Put every line of the rows below into a two-column Markdown table headed Line No. and Text, numbering the lines in order. Skip blank lines and leave the pictures out.

* _Record excerpts_
>> start

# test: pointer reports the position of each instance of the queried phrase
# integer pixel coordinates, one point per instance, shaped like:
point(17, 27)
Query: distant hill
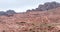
point(8, 12)
point(46, 6)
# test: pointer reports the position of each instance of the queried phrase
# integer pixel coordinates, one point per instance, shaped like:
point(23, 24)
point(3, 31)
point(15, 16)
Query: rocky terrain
point(32, 21)
point(35, 21)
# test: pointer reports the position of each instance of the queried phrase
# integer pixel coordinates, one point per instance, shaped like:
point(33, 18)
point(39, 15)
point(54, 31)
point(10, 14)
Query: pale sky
point(21, 5)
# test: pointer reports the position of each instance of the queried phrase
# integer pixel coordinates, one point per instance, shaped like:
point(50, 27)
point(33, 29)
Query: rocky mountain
point(34, 21)
point(46, 6)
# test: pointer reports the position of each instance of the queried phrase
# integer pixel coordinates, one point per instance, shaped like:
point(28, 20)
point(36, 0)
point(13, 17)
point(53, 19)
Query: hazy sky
point(21, 5)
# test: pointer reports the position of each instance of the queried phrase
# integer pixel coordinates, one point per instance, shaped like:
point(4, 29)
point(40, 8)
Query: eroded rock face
point(45, 21)
point(46, 6)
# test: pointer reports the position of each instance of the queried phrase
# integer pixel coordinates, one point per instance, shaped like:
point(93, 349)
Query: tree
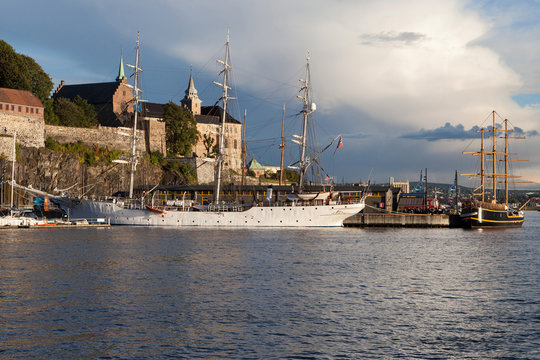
point(21, 72)
point(77, 113)
point(180, 129)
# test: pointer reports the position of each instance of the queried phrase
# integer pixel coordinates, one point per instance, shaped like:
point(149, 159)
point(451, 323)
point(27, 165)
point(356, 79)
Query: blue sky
point(404, 83)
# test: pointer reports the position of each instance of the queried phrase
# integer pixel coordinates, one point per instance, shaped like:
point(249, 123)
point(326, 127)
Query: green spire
point(121, 70)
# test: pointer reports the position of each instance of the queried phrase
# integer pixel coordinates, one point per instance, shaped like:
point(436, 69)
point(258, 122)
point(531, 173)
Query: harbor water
point(340, 293)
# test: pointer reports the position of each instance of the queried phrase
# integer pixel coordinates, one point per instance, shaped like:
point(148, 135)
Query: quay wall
point(397, 220)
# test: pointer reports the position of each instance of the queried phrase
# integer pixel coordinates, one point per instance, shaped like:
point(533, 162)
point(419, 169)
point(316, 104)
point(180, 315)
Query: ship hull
point(492, 218)
point(263, 216)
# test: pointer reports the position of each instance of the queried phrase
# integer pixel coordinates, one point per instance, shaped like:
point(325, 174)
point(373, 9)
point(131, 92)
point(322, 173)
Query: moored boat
point(319, 209)
point(485, 210)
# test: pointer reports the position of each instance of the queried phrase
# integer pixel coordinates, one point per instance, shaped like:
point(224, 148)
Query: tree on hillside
point(211, 149)
point(77, 113)
point(181, 129)
point(21, 72)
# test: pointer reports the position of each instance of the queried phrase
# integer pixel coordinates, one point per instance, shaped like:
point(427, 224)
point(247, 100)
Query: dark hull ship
point(484, 212)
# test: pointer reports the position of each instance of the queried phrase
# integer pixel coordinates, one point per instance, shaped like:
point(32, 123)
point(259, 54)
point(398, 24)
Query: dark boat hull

>> end

* _Answer_
| Line No. | Text |
|---|---|
| 1 | # test: pointer reports the position of each instance of the queried phrase |
| 2 | # integer pixel coordinates, one point per instance, shaped like: |
| 3 | point(17, 27) |
| 4 | Query: distant hill |
| 5 | point(8, 12) |
| 6 | point(46, 6) |
| 7 | # test: pointer reports the position of each instance of the queried phrase |
| 8 | # integer pixel coordinates, one point per instance, shaped like: |
| 9 | point(23, 24) |
| 10 | point(3, 31) |
| 11 | point(15, 16) |
| 12 | Query: rocky terrain |
| 13 | point(32, 21) |
| 14 | point(35, 21) |
| 15 | # test: pointer reports the position of each instance of the queried phrase |
| 16 | # integer pixel coordinates, one point per instance, shaped like: |
| 17 | point(33, 18) |
| 18 | point(39, 15) |
| 19 | point(54, 31) |
| 20 | point(10, 14) |
| 21 | Query: pale sky |
| 22 | point(21, 5) |
| 23 | # test: pointer reports the position of each instance of the queried phrase |
| 24 | # integer pixel coordinates, one point per instance, shaped like: |
| 25 | point(50, 27) |
| 26 | point(33, 29) |
| 27 | Query: rocky mountain |
| 28 | point(34, 21) |
| 29 | point(46, 6) |
| 30 | # test: pointer reports the position of each instance of the queried phrase |
| 31 | # integer pixel coordinates, one point per instance, shaped like: |
| 32 | point(28, 20) |
| 33 | point(36, 0) |
| 34 | point(13, 17) |
| 35 | point(53, 19) |
| 36 | Query: hazy sky |
| 37 | point(21, 5) |
| 38 | # test: pointer reports the position of each instance of the queried phrase |
| 39 | # integer pixel coordinates, one point per instance, shaped like: |
| 40 | point(4, 29) |
| 41 | point(40, 8) |
| 42 | Query: eroded rock face |
| 43 | point(45, 21) |
| 44 | point(46, 6) |
| 45 | # test: pointer reports the position of each instance of the queried phrase |
| 46 | # integer pixel coordinates, one point per instance, shaped like: |
| 47 | point(93, 349) |
| 48 | Query: tree |
| 49 | point(21, 72) |
| 50 | point(77, 113) |
| 51 | point(180, 129) |
| 52 | # test: pointer reports the position of each instance of the queried phrase |
| 53 | # integer pixel coordinates, one point per instance, shaped like: |
| 54 | point(149, 159) |
| 55 | point(451, 323) |
| 56 | point(27, 165) |
| 57 | point(356, 79) |
| 58 | Query: blue sky |
| 59 | point(404, 83) |
| 60 | # test: pointer reports the position of each instance of the queried phrase |
| 61 | # integer pixel coordinates, one point per instance, shaped like: |
| 62 | point(249, 123) |
| 63 | point(326, 127) |
| 64 | Query: green spire |
| 65 | point(121, 70) |
| 66 | # test: pointer reports the position of each instance of the queried phrase |
| 67 | # integer pixel coordinates, one point per instance, shaped like: |
| 68 | point(436, 69) |
| 69 | point(258, 122) |
| 70 | point(531, 173) |
| 71 | Query: harbor water |
| 72 | point(340, 293) |
| 73 | # test: pointer reports the position of each instance of the queried phrase |
| 74 | # integer pixel coordinates, one point per instance, shaped like: |
| 75 | point(148, 135) |
| 76 | Query: quay wall |
| 77 | point(397, 220) |
| 78 | # test: pointer reports the position of each instance of the queried phrase |
| 79 | # integer pixel coordinates, one point per instance, shaped like: |
| 80 | point(533, 162) |
| 81 | point(419, 169) |
| 82 | point(316, 104) |
| 83 | point(180, 315) |
| 84 | Query: ship hull |
| 85 | point(492, 218) |
| 86 | point(263, 216) |
| 87 | # test: pointer reports the position of each instance of the queried phrase |
| 88 | # integer pixel coordinates, one point per instance, shaped like: |
| 89 | point(325, 174) |
| 90 | point(373, 9) |
| 91 | point(131, 92) |
| 92 | point(322, 173) |
| 93 | Query: moored boat |
| 94 | point(319, 209) |
| 95 | point(485, 210) |
| 96 | # test: pointer reports the position of each instance of the queried phrase |
| 97 | # integer pixel coordinates, one point per instance, shaped like: |
| 98 | point(224, 148) |
| 99 | Query: tree on hillside |
| 100 | point(211, 149) |
| 101 | point(77, 113) |
| 102 | point(181, 129) |
| 103 | point(21, 72) |
| 104 | # test: pointer reports the position of each instance of the queried phrase |
| 105 | # integer pixel coordinates, one point per instance, shaped like: |
| 106 | point(427, 224) |
| 107 | point(247, 100) |
| 108 | Query: dark hull ship |
| 109 | point(484, 212) |
| 110 | # test: pointer reports the position of each instance of the queried phrase |
| 111 | # integer pixel coordinates, one point per instance, shaped like: |
| 112 | point(32, 123) |
| 113 | point(259, 54) |
| 114 | point(398, 24) |
| 115 | Query: dark boat hull |